— Start Selected text —
M BUZZ CRAZE NEWS
// general

Convert PDF or FDF to CSV?

By Emma Johnson

It seems crazy, but while Libre Base can export a form as PDF, there is no way to import the completed form data from the PDF into Libre Base.

One idea is to extract PDF form data to FDF (or unfriendly CSV) and then convert that to a friendly CSV at which point one can copy and paste CSV data into Libre Base.

  • How can I convert a PDF, FDF, or unfriendly CSV file to a friendly CSV with:
    • Row 1: "FieldName1, FieldName2, ..."
    • Row 2: "Value1, Value2, ..."

Useful files on Ge.tt until 2015,02,25:

  1. Super basic blank pdf with "Submit format" as FDF
    • Libre Base > Forms > Edit > Open Database Object --> File > Export as PDF
  2. Filled PDF made from (1)
    • Type data manually
  3. Extracted CSV data from (2)
    • pdftk filled_form-submit_format_fdf.pdf dump_data_fields output filled_form.csv
  4. Extracted FDF data from (2)
    • pdftk filled_form-submit_format_fdf.pdf generate_fdf output filled_form.fdf

*Note: You can also use Libre Base to export a blank form as XML or HTML, but I don't know how to input data into those files nor import that data back into Base.

11

3 Answers

How to convert FDF to CSV?

Option A:

awk -F "[()]" '{ if ($1=="/V ") value[$2];} \ END {printf( "CompanyName\tEmailAddress\t\tCountryOrRegion\n" ); \ for (x in value)printf("%s\t", x);print "" ; \ }' filled_form.fdf > filled_form.CSV

Option B:

grep -oP '(?<=\/T \(txt).*(?=\))' filled_form.fdf |awk '{ORS=(NR%3?",":RS)}1'; \
grep -oP '(?<=\/V \().*(?=\))' filled_form.fdf |awk '{ORS=(NR%3?",":RS)}1'; 

Short version of above command would be:

paste -sd, <(grep -oP '(?<=\/T \(txt).*(?=\))' filled_form.fdf) <(grep -oP '(?<=\/V \().*(?=\))' filled_form.fdf)

Option C:

awk 'NR%2==0{type[$0]} NR%2{value[$0]} END{for (x in type)printf("%s\t", x);print "" ;for (y in value)printf("%s\t", y);print "" ;}' <(grep -oP '(?<=\/T \(txt|\/V \().*(?=\))' filled_form.fdf)

How to convert unfriendly CSV to friendly CSV ?
— End Selected text —
**Direction A:**
Can you retype the part of the PDF-to-CSV thread that opens with the words containing "1. Super basic" and closes with "CSV data from (2)"?
**Direction B:**
How would the PDF-to-CSV thread go on after its last line? Write the next part.
— Start Data segment —
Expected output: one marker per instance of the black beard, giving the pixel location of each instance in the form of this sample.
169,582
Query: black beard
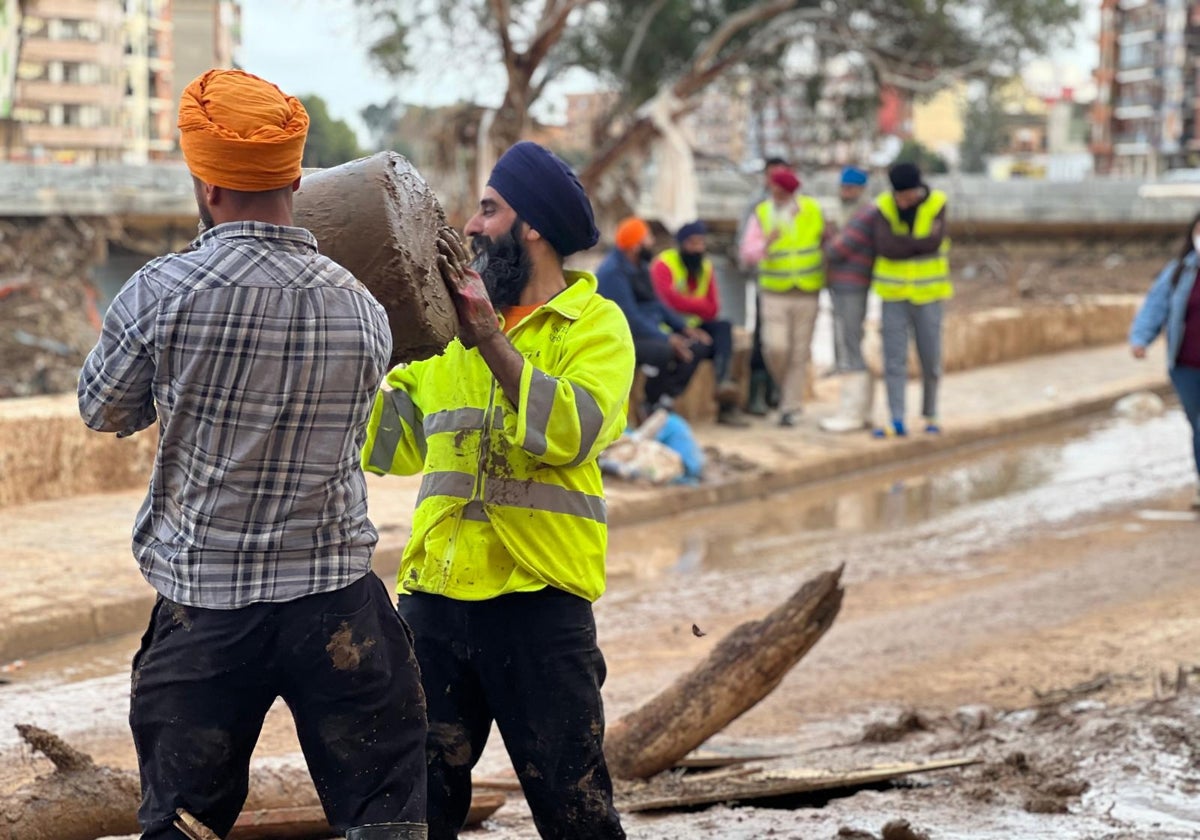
504,265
— End Data segment —
**Answer A:**
1. Super basic blank pdf with "Submit format" as FDF
    • Libre Base > Forms > Edit > Open Database Object --> File > Export as PDF
  2. Filled PDF made from (1)
    • Type data manually
  3. Extracted CSV data from (2)

**Answer B:**
Option A:

awk -F: '{ if ($1=="FieldValue") value[$2];} \ END {printf( "CountryOrRegion\tCompanyName\tEmailAddress\n" ); \ for (x in value)printf("%s\t", x) ;print ""; \ }' filled_form.csv > friendly_filled_form.CSV

Option B:

grep -oP '(?<=FieldName: txt).*' filled_form.csv |awk '{ORS=(NR%3?",":RS)}1'; \
grep -oP '(?<=FieldValue: ).*' filled_form.csv |awk '{ORS=(NR%3?",":RS)}1'

*Note that this command is one linear. so for running it you have to type/copy both line.

And short version for this one would be:

paste -sd, <(grep -oP '(?<=FieldName: txt).*' filled_form.csv) <(grep -oP '(?<=FieldValue: ).*' filled_form.csv)

Option C:

awk 'NR%2{type[$0]} NR%2==0{value[$0]} END{for (x in type)printf("%s\t", x);print "" ;for (y in value)printf("%s\t", y);print "" ;}' <(grep -oP '(?<=FieldName: txt|FieldValue: ).*' filled_form.csv)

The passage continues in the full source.